What to do →
• a. List each detail the ICU passage gives about how Paul looked.
• b. Print the part of the ICU passage that starts at the words "He was whiter" and ends with the words "felt really silly!".

Extract →
[Start of section]
He was whiter than I had ever seen him before. In a moment of stupidity, I asked the nurse if she had put baby powder on Paul’s face. She smiled and said, “Do you honestly think we have nothing better to do than rub powder on our patient’s faces?” I felt really silly!
I sat beside Paul’s bed and tears rolled down my cheeks…I couldn’t stop crying. He looked so weak and sick, lying there with a breathing tube down his throat. The nurse looked at me and said, “You have never been in an ICU ward before have you?” I replied that I had sat in Trauma ICU for 28 days with my son, but I was not alone because Paul and I went through that crisis together. I was going through this crisis in a different way! My children were an incredible support and comfort to me, but there is nothing as lonely as journeying through a crisis without your spouse.
[End of section]
Material provided →
[Start of section]
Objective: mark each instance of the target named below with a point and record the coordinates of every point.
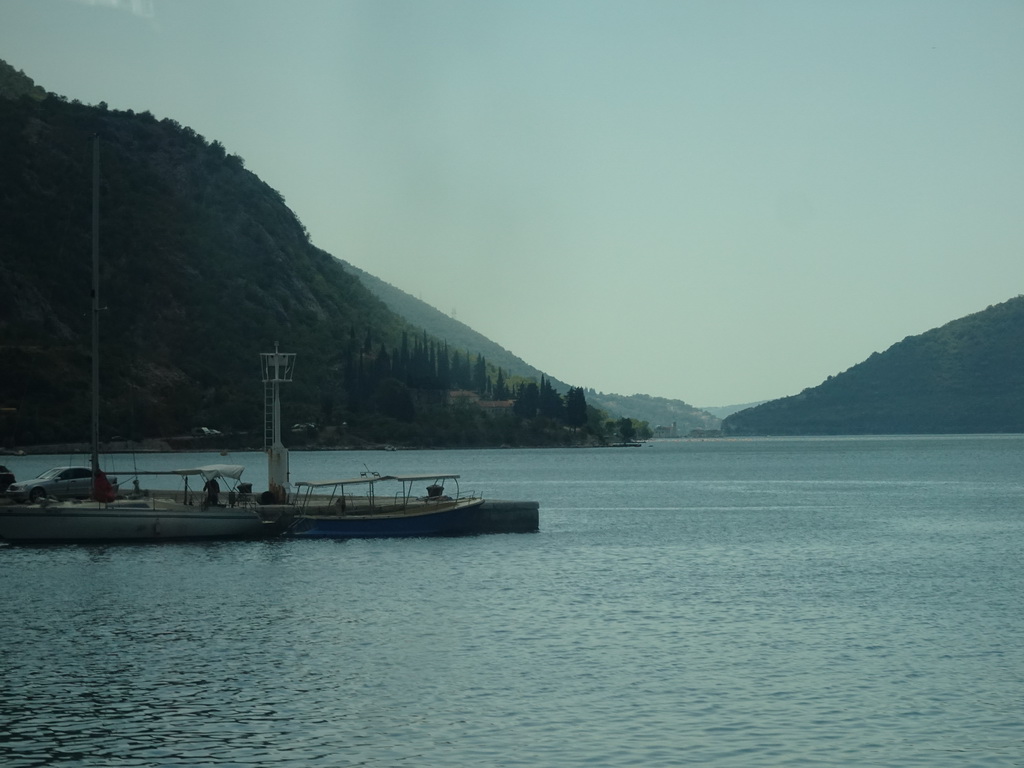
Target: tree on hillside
(576, 408)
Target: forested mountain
(965, 377)
(204, 267)
(654, 411)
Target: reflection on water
(750, 603)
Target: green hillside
(203, 267)
(654, 411)
(965, 377)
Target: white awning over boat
(328, 483)
(211, 470)
(418, 478)
(214, 470)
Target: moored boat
(195, 515)
(360, 508)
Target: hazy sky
(716, 201)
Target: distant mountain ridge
(204, 266)
(965, 377)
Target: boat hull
(122, 521)
(459, 519)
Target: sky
(714, 201)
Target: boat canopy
(328, 483)
(211, 470)
(375, 478)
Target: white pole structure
(278, 368)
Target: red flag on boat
(101, 488)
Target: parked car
(6, 477)
(59, 482)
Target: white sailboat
(104, 517)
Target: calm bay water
(764, 602)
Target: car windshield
(49, 474)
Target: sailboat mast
(95, 306)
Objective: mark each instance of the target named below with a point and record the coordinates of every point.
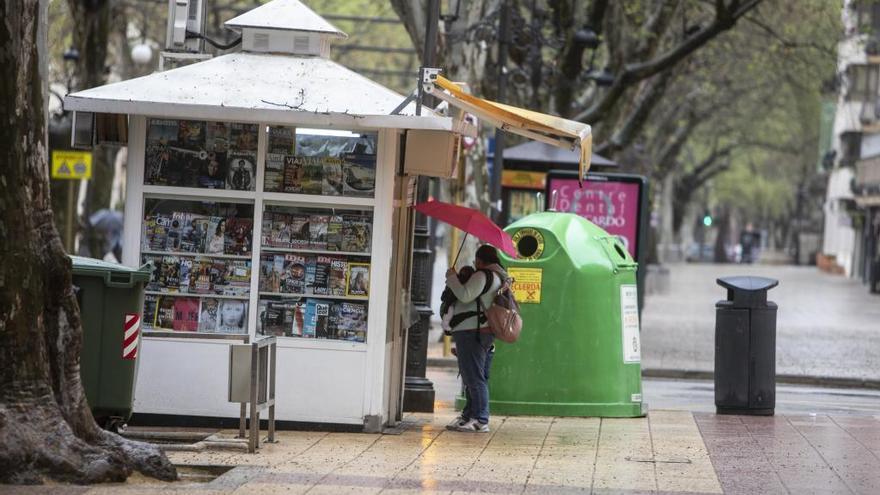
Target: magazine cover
(170, 276)
(317, 318)
(296, 315)
(270, 318)
(218, 276)
(321, 284)
(185, 274)
(300, 229)
(357, 280)
(318, 231)
(338, 268)
(150, 303)
(164, 313)
(213, 170)
(186, 314)
(201, 276)
(331, 183)
(217, 137)
(160, 233)
(313, 174)
(359, 175)
(356, 234)
(209, 315)
(239, 235)
(155, 264)
(238, 278)
(334, 232)
(294, 275)
(160, 135)
(198, 233)
(242, 171)
(243, 137)
(191, 134)
(281, 140)
(274, 181)
(352, 322)
(270, 279)
(233, 316)
(215, 241)
(294, 174)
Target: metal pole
(429, 53)
(254, 441)
(498, 160)
(71, 215)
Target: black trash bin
(745, 347)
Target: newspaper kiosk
(268, 189)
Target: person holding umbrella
(474, 341)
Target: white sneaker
(458, 423)
(473, 426)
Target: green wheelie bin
(111, 299)
(579, 351)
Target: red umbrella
(471, 221)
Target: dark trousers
(475, 351)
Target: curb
(816, 381)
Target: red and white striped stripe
(130, 338)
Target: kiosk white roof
(284, 14)
(253, 87)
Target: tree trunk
(46, 428)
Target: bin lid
(112, 273)
(747, 283)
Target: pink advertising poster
(614, 206)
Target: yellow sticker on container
(526, 284)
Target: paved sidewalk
(828, 326)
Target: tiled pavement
(666, 452)
(828, 326)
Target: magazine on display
(356, 234)
(313, 174)
(338, 268)
(294, 274)
(209, 315)
(321, 281)
(242, 171)
(294, 174)
(357, 280)
(281, 140)
(318, 231)
(150, 304)
(186, 314)
(243, 137)
(164, 318)
(274, 181)
(233, 316)
(351, 321)
(359, 175)
(331, 184)
(238, 236)
(335, 224)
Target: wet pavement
(821, 441)
(828, 326)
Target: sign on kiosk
(72, 164)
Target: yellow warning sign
(71, 164)
(526, 284)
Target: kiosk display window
(307, 161)
(194, 153)
(314, 274)
(200, 258)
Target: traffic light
(707, 219)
[End of section]
Results for the exercise →
• a.
- He was whiter than the narrator had ever seen him before.
- He looked so weak.
- He looked so sick.
- He was lying there with a breathing tube down his throat.

• b.
He was whiter than I had ever seen him before. In a moment of stupidity, I asked the nurse if she had put baby powder on Paul’s face. She smiled and said, “Do you honestly think we have nothing better to do than rub powder on our patient’s faces?” I felt really silly!